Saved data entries
·····

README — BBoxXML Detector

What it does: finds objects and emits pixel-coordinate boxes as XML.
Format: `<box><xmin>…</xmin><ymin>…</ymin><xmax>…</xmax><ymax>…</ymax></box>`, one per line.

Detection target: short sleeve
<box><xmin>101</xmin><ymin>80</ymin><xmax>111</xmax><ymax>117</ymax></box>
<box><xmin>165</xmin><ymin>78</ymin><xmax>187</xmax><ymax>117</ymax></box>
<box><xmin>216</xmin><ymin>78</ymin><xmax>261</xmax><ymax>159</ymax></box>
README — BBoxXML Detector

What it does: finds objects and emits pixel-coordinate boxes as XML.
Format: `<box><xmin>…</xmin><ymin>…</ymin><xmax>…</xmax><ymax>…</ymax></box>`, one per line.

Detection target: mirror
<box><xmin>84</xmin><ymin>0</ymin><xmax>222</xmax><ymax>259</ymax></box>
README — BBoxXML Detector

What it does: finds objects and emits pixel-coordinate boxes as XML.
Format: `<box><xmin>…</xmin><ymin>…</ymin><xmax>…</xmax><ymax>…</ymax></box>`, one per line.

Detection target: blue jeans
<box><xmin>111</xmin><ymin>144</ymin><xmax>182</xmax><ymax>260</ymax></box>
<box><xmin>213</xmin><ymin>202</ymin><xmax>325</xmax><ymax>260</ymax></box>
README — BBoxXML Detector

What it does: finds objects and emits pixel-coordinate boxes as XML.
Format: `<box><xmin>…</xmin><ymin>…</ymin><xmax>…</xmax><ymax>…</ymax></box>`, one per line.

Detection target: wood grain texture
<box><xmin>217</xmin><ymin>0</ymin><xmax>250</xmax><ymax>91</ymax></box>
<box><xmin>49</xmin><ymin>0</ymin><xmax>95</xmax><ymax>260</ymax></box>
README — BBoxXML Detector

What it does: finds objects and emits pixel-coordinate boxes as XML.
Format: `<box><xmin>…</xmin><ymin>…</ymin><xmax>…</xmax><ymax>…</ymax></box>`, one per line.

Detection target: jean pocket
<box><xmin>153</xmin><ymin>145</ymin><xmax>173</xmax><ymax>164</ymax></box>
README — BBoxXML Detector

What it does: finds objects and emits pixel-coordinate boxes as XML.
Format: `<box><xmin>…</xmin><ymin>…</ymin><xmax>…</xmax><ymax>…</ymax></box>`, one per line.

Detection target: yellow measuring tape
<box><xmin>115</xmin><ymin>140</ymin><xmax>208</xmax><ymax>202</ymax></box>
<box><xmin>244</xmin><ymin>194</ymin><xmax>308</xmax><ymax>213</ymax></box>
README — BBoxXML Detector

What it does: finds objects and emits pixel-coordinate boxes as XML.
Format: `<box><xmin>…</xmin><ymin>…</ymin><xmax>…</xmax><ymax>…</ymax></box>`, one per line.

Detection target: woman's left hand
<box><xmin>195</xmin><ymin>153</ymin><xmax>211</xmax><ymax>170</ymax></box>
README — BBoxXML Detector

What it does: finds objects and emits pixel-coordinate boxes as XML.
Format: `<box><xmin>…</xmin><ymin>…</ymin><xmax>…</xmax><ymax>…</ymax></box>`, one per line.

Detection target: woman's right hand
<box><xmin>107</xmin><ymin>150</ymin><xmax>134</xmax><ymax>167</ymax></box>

·····

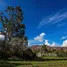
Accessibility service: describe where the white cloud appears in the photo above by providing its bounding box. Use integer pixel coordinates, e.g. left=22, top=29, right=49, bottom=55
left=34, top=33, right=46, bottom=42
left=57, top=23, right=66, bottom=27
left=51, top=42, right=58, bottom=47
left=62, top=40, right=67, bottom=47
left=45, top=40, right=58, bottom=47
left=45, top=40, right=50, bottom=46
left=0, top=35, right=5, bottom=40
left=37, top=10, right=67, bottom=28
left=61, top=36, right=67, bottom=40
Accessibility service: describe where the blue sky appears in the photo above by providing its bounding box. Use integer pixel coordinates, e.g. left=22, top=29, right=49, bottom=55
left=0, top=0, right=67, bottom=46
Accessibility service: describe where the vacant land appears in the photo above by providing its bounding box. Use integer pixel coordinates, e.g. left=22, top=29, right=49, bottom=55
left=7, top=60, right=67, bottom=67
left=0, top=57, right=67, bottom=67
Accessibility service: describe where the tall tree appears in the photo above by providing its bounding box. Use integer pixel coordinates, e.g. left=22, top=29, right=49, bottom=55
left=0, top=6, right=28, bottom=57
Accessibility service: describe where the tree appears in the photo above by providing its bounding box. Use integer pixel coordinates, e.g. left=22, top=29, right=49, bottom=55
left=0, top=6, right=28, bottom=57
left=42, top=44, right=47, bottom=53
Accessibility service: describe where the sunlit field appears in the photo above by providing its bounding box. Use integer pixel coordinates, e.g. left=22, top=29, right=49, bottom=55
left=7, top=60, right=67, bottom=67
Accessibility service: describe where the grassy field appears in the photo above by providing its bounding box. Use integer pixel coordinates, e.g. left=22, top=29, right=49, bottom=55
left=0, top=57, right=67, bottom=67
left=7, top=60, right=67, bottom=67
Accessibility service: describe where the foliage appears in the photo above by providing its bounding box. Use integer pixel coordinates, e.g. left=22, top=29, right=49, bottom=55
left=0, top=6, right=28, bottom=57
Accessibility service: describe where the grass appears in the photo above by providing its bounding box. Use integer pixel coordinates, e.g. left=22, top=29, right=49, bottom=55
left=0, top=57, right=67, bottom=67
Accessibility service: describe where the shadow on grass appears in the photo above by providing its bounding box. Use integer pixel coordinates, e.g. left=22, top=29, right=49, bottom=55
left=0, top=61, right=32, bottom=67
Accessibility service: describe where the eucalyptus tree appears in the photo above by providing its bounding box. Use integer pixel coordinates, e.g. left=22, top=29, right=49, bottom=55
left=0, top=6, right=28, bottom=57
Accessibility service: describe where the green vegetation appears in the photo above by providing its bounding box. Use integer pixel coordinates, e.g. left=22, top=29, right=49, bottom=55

·····

▸ To be done
Extract every line of the records above that contains the string "Detection", matching case exactly.

▸ Exercise response
Detection target: short sleeve
Detection target: mirror
Detection target: blue jeans
Detection target: wood grain texture
Detection target: jean pocket
Detection target: yellow measuring tape
Detection target: woman's left hand
Detection target: woman's right hand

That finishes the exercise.